● **WRITTEN INSTRUCTION**
Put every line of the entries below into a Markdown table with the columns "Row" and "Line," numbering each row and omitting blank lines. Leave the pictures out of the table.

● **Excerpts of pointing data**
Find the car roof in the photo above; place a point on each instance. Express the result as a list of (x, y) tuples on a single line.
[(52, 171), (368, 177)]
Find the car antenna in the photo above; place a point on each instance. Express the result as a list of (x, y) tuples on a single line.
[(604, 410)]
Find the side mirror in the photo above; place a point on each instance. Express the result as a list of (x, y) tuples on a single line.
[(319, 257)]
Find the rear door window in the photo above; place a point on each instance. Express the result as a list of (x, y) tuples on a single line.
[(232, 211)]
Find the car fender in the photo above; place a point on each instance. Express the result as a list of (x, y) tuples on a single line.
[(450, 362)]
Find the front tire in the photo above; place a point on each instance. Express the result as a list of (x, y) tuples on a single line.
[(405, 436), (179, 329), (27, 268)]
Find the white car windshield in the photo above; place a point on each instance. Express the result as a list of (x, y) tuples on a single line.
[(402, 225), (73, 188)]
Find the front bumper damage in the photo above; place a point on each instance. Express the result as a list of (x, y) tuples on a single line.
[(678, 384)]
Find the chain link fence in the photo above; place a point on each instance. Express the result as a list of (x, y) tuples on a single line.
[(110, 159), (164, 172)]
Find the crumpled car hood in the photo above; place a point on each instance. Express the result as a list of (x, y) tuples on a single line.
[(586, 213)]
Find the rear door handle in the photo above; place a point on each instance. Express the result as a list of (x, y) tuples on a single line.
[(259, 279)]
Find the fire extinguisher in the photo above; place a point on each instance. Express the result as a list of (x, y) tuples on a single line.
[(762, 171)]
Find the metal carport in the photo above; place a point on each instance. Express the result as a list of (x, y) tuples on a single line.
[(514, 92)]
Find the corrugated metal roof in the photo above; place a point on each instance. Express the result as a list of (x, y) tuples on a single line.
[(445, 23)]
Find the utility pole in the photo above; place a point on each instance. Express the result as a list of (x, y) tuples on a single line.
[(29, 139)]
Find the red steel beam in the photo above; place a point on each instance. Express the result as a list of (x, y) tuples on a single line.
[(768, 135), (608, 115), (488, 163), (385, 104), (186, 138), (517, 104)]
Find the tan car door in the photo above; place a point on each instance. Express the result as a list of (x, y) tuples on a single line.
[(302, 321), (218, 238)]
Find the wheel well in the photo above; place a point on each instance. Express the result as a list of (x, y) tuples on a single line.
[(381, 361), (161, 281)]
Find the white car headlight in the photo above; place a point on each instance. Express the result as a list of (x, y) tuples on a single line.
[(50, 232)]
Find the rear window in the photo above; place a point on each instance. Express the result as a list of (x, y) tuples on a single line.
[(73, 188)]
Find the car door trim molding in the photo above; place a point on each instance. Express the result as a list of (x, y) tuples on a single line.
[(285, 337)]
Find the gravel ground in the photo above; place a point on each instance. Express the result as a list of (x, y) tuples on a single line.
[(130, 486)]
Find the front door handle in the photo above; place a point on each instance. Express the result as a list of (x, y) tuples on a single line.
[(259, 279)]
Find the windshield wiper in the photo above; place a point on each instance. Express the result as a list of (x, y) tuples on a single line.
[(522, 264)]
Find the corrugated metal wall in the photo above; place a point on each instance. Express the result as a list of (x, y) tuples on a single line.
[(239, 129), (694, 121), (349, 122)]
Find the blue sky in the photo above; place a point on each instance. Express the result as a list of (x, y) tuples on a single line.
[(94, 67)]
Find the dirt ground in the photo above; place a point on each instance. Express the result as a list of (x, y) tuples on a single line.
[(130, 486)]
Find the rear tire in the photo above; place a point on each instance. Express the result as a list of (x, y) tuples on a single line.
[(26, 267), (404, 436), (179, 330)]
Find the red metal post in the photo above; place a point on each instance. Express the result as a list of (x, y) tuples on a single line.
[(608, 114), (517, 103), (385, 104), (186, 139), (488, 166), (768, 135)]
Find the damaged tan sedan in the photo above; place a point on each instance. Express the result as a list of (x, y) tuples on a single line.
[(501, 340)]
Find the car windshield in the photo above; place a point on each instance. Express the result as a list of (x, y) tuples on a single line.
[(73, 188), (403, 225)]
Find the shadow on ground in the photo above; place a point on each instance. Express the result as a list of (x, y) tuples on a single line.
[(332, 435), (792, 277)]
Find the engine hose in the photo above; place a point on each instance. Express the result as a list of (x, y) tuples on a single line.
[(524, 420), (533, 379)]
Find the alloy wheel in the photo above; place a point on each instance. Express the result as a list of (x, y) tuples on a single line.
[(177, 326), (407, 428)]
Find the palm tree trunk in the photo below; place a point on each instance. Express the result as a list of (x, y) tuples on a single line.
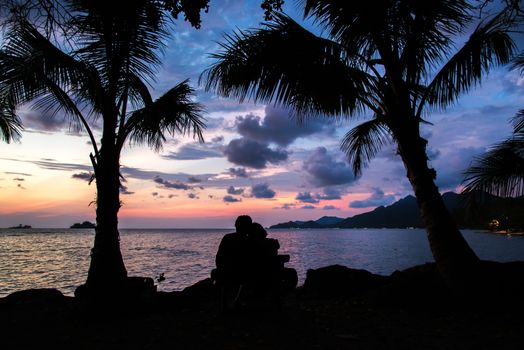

● **WRITTEN REPLY**
| Row | Line |
|---|---|
| 1 | Find the car roof in the photo above; place a point on each instance. Express the result as a list of (x, y) tuples on a single line. |
| 2 | [(52, 171), (368, 177)] |
| 3 | Find the car antenna in the photo above; place a point on each instance. Express the result as a list of (x, y) tuples on a single line. |
| 4 | [(604, 410)] |
| 5 | Find the side mirror in the photo above; place a point on each instance. Express the result as a list of (x, y) tuples on a single line. |
| 6 | [(319, 257)] |
| 7 | Find the rear door window in the photo above; place a point on each instance. Express the result as a list of (x, y) tuples on a single line. |
| 8 | [(232, 211)] |
| 9 | Find the car fender in the photo above; place a point on each instance. Express the result as a list of (x, y) tuples on a single line. |
| 10 | [(450, 362)] |
| 11 | Find the front tire in the photo above; place a point on each instance. Express the result as a list of (x, y) tuples on a single line. |
| 12 | [(405, 436), (179, 329), (27, 268)] |
| 13 | Find the white car windshield in the photo above; place a point on each instance. Express the result as a list of (x, y) tuples on a single line. |
| 14 | [(402, 225), (73, 188)] |
| 15 | Find the front bumper damage in the photo above; place a point on each instance. Express the result as a list of (x, y) tuples on a single line. |
| 16 | [(678, 384)] |
| 17 | Find the chain link fence in the photo above; place a point on each instance. Express the result as a list of (x, y) tuples on a single line. |
| 18 | [(110, 159), (164, 172)] |
| 19 | Find the crumpled car hood in the photo above; place a point on each instance. Express the result as a list of (x, y) tuples on a single line. |
| 20 | [(586, 213)] |
| 21 | Find the rear door handle in the photo above; place a point on each instance. Express the result as a list of (x, y) tuples on a single line. |
| 22 | [(259, 279)] |
| 23 | Find the fire extinguisher in the photo above; place a point on each instance. Express the result as a list of (x, y) tuples on a single line. |
| 24 | [(762, 171)] |
| 25 | Find the metal carport in the photo above; place a point on each instance. Express the result as a list of (x, y) tuples on a single line. |
| 26 | [(514, 92)] |
| 27 | Find the corrugated metal roof in the photo above; place a point on each instance. Express the result as a list of (x, y) tuples on a single line. |
| 28 | [(445, 23)] |
| 29 | Find the utility pole in the photo above; place a point on each instance. Express the result as a list of (x, y) tuples on a single line. |
| 30 | [(29, 139)] |
| 31 | Find the red steel beam in the photo above; place a point on each instance. Express the result as a list of (x, y) tuples on a single line. |
| 32 | [(768, 135), (608, 115), (488, 163), (385, 104), (186, 138), (517, 104)] |
| 33 | Find the tan car door in the photo above; place a point on each instance. Express the result as a list of (x, y) tuples on a single line. |
| 34 | [(302, 321), (218, 238)] |
| 35 | Find the wheel well in the photo above; place a point on each instance. Express the result as a list of (x, y) tuples on a single line. |
| 36 | [(381, 361), (161, 281)] |
| 37 | Find the white car headlight in the photo above; place a point on each instance. Express the result as a list of (x, y) tuples on a single line. |
| 38 | [(50, 232)] |
| 39 | Find the rear window in the photo above; place a point on each instance. Express the result as a list of (x, y) tuples on a single line. |
| 40 | [(73, 188)] |
| 41 | Find the car door trim molding in the photo above; place a point on each instance. Express the result as a list of (x, y) tuples on a single line. |
| 42 | [(285, 337)] |
| 43 | Find the gravel ground in the photo above; place a point on each instance. Express the result as a list of (x, y) tuples on a single line. |
| 44 | [(130, 486)] |
| 45 | Find the front door handle in the photo above; place a point on each instance. Express the result as a list of (x, y) tuples on a single line. |
| 46 | [(259, 279)] |
| 47 | Find the windshield wiper in the photo above; place a point on each instance. Express the result as a list of (x, y) tuples on a single line. |
| 48 | [(522, 264)] |
| 49 | Find the corrugated metal wall in the photo above; place a point on each instance. Express the result as a list of (x, y) tuples on a single line. |
| 50 | [(239, 129), (694, 121), (349, 122)] |
| 51 | Find the blue sky in the photo above; place a point on each instance. Express the result as a list of (x, y) tuples on a single line. |
| 52 | [(94, 67)] |
| 53 | Find the dirt ground in the photo above; place a point on each instance. Express the result as a list of (x, y) tuples on a single line. |
| 54 | [(130, 486)] |
| 55 | Find the rear tire in the photo above; place a point on each instance. Express the result as a list of (x, y) tuples on a single line. |
| 56 | [(26, 267), (404, 436), (179, 330)] |
| 57 | Find the red metal post in the photo above; place a point on each instance. Express the result as a list of (x, y) tuples on a single line. |
| 58 | [(608, 114), (517, 103), (385, 104), (186, 139), (488, 166), (768, 135)] |
| 59 | Find the damaged tan sedan in the photo above; place a point on each instance. Express the result as a list of (x, y) tuples on a single line. |
| 60 | [(501, 340)] |
| 61 | Find the car windshield in the photo above; place a point on each instance. Express the result as a list of (x, y) tuples on a single line. |
| 62 | [(73, 188), (403, 225)] |
| 63 | Find the shadow on ground in the photo above; place a point on each instance. Express the result as a list of (x, y) tuples on a single line. |
| 64 | [(332, 435), (792, 277)] |
| 65 | Find the engine hose in the photo above; place a point on each instance. Express the result as a list of (x, y) tuples on a single line. |
| 66 | [(524, 420), (533, 379)] |
| 67 | Find the alloy wheel in the photo above; place a point on each instance. Express the result as a list of (x, y) tuples on a single line. |
| 68 | [(177, 326), (407, 428)] |
| 69 | Find the palm tree trunk in the photo below; place a point on each instance. Express the result as a list of (x, y) tuples on a single line. |